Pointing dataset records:
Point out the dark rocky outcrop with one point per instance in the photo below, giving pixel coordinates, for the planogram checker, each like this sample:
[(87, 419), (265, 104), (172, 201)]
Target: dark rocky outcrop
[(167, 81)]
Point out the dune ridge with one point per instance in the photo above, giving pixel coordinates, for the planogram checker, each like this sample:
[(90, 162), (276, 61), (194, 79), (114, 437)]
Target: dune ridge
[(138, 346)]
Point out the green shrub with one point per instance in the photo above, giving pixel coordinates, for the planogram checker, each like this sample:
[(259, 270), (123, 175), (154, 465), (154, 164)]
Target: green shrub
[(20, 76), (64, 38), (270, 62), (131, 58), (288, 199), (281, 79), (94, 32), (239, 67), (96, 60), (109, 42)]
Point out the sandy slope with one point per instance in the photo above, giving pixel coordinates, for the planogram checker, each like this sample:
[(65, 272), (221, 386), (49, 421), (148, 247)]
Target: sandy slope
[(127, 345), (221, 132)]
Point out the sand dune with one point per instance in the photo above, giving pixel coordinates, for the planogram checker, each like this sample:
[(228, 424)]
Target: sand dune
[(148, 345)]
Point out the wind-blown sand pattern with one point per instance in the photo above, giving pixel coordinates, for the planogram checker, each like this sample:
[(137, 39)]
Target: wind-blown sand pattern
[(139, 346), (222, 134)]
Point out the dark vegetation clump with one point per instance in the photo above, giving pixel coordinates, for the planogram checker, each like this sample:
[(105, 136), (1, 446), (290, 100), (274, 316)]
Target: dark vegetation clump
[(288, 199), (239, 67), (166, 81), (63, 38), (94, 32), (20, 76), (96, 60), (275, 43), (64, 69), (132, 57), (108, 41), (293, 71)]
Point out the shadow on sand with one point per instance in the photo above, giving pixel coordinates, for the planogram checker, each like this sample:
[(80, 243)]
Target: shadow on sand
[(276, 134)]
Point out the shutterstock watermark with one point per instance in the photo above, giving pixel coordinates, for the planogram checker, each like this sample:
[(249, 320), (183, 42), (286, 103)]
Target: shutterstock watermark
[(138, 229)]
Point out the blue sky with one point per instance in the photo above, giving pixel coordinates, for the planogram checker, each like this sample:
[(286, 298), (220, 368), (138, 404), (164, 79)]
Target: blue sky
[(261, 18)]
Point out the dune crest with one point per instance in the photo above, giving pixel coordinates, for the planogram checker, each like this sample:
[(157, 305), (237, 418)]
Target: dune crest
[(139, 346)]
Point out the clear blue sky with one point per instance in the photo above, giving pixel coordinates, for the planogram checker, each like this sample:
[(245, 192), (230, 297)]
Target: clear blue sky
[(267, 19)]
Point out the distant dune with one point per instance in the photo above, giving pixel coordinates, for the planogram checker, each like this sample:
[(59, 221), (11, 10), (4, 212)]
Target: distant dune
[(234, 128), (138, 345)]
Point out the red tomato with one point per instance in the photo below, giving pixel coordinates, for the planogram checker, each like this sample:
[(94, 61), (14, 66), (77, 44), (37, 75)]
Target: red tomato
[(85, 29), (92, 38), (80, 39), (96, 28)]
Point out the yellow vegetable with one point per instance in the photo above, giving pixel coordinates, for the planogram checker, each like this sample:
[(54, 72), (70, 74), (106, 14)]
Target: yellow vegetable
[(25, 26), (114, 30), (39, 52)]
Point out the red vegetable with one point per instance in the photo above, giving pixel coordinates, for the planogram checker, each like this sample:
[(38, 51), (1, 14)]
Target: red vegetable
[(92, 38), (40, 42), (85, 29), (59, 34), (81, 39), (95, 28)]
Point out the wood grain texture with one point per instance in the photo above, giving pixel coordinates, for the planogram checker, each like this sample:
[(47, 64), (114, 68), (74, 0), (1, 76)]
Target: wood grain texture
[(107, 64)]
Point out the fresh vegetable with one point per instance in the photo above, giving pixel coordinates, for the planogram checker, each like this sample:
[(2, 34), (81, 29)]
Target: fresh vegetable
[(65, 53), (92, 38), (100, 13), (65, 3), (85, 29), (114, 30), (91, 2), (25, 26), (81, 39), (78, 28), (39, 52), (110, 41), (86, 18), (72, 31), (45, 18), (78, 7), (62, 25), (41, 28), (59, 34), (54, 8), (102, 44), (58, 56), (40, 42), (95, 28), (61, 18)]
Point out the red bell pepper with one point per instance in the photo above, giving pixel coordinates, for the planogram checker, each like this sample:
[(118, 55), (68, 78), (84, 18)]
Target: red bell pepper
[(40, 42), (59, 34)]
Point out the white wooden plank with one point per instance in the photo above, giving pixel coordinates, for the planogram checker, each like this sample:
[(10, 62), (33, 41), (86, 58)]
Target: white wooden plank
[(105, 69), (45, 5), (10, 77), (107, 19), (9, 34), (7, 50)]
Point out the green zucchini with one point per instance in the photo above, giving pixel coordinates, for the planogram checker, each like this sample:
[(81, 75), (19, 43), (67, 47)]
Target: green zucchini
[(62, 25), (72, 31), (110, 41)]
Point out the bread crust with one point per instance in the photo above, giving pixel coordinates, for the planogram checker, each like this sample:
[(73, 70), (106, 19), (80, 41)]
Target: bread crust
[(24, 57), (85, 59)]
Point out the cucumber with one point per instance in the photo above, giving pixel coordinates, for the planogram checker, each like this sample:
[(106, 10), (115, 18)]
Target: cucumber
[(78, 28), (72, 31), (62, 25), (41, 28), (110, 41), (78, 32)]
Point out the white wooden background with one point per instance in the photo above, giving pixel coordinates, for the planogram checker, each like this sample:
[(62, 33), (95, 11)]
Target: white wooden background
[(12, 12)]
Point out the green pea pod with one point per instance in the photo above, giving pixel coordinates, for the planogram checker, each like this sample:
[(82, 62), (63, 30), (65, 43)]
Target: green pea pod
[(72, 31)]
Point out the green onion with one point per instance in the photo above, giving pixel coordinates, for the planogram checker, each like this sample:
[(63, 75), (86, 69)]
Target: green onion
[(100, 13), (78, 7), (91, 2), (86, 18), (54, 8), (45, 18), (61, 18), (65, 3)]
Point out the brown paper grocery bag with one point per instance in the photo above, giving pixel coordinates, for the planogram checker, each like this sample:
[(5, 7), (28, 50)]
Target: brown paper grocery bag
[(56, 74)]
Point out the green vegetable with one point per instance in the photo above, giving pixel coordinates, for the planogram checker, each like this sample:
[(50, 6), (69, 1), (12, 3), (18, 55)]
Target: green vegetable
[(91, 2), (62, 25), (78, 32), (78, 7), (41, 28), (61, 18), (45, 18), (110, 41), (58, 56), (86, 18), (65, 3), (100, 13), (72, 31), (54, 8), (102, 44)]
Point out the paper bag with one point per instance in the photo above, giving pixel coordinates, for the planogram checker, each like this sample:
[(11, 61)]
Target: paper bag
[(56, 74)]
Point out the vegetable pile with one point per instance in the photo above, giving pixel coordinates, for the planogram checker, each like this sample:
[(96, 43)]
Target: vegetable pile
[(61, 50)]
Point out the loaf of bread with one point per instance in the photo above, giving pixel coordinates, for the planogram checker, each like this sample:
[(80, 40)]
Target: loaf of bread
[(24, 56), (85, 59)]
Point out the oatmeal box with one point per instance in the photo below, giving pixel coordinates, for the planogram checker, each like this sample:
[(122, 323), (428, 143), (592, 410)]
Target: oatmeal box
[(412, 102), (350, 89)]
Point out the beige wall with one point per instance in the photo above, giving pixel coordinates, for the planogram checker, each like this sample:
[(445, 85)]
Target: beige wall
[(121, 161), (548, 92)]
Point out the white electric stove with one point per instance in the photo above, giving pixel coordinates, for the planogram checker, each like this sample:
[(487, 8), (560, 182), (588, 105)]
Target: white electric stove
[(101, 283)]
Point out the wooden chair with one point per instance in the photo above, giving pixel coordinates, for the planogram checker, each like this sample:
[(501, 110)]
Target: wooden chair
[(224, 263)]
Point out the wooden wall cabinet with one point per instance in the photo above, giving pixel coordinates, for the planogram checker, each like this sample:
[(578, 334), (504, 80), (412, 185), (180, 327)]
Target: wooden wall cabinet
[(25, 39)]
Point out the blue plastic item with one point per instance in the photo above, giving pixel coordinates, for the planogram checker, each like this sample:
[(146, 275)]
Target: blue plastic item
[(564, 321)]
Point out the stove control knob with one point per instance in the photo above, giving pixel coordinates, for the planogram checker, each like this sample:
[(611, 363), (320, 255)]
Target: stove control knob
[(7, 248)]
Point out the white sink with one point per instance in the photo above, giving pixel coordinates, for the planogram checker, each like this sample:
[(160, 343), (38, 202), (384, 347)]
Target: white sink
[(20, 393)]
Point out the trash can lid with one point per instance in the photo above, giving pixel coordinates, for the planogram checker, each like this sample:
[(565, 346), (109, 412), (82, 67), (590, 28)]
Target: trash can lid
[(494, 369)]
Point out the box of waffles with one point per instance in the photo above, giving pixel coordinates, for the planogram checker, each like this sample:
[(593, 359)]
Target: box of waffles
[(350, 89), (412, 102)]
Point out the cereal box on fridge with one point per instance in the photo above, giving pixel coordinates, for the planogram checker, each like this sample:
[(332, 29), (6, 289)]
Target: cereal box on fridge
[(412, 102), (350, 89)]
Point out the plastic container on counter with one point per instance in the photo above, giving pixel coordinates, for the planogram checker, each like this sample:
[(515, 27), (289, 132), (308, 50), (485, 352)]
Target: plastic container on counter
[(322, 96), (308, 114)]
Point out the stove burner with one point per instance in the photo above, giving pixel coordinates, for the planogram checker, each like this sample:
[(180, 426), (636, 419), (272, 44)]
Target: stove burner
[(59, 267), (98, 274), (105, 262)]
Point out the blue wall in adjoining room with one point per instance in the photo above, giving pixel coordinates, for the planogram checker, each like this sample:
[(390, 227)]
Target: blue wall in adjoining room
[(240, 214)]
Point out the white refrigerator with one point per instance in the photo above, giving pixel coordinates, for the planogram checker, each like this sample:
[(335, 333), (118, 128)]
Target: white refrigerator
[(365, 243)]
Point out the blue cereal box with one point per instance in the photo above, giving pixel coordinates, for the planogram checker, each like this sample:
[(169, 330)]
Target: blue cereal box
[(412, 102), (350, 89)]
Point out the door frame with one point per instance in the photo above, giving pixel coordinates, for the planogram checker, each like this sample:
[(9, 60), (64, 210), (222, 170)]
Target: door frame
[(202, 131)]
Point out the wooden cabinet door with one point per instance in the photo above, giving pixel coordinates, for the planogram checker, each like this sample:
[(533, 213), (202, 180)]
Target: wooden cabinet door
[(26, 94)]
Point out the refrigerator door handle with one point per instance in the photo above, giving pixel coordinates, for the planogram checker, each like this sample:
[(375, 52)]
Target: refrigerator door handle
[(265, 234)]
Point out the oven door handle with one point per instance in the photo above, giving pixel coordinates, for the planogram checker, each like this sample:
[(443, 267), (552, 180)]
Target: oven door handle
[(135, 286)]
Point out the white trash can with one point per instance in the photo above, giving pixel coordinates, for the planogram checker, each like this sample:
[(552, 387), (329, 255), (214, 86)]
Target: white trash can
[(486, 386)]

### [EXERCISE DESCRIPTION]
Could you reproduce the listing from the line with "Point out the shutterstock" to the line with "[(138, 229)]", changing "shutterstock watermark" to "stock-photo watermark" and leaving everything else as it is?

### [ANSWER TO THE PROBLEM]
Point out the stock-photo watermark with one point per instance in the photo above, giving pixel coordinates, for the planogram checker, each like this sample:
[(249, 320), (183, 42), (286, 103)]
Target: stock-photo watermark
[(138, 229)]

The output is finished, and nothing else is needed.